◆ What this task involves: Render the stretch of records from the line containing "Practice. Locate the distant" through the end of the records as a Markdown table. Use the columns Row and Entry, numbering each line in Row and omitting any blank lines.

Dataset excerpt
....................

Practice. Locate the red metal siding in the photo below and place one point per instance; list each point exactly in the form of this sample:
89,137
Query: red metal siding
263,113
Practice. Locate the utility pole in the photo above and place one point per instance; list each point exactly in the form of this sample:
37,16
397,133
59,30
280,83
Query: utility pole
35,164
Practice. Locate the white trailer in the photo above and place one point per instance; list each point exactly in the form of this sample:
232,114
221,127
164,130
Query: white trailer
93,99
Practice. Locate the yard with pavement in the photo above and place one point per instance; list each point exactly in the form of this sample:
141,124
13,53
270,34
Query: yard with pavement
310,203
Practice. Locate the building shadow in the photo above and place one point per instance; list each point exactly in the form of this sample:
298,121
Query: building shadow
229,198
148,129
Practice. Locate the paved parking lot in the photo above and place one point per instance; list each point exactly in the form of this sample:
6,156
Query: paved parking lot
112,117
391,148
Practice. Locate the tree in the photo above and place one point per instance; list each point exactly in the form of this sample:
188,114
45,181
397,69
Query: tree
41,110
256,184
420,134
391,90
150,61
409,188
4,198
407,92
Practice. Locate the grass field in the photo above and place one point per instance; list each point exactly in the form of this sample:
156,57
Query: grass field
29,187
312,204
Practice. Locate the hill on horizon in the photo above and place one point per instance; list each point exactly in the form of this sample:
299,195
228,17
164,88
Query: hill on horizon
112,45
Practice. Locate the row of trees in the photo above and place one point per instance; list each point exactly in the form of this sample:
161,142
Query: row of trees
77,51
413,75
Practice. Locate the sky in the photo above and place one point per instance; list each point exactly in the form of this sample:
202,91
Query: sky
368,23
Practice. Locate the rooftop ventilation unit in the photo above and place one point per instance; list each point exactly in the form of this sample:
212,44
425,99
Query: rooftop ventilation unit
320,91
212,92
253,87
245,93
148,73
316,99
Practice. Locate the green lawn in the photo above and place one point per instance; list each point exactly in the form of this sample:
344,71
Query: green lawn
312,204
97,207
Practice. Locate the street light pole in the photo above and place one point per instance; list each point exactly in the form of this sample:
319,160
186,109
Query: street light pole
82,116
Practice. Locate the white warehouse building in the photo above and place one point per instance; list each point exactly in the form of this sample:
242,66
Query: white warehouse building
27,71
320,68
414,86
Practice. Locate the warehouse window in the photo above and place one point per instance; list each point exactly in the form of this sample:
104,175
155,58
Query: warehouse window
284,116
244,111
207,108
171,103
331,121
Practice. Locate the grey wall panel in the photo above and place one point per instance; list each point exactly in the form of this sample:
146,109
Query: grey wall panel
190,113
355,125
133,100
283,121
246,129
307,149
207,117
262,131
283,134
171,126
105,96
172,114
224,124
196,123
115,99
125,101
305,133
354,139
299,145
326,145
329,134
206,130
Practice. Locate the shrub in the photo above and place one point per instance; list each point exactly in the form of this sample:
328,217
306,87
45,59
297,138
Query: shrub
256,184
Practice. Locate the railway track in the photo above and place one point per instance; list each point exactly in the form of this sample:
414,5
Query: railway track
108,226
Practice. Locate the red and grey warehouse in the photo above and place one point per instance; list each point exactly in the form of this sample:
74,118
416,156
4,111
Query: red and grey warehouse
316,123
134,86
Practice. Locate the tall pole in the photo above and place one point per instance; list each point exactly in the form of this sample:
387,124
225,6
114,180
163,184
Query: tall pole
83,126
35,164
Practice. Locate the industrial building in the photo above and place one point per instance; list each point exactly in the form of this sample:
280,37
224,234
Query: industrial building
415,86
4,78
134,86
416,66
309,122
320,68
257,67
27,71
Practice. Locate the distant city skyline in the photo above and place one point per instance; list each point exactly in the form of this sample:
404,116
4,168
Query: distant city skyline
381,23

....................

◆ Answer to the exercise:
| Row | Entry |
|---|---|
| 1 | Practice. Locate the distant city skyline in the photo above and place one point per instance; list each point exactly in the form of this sample: |
| 2 | 404,116 |
| 3 | 4,168 |
| 4 | Query: distant city skyline |
| 5 | 381,23 |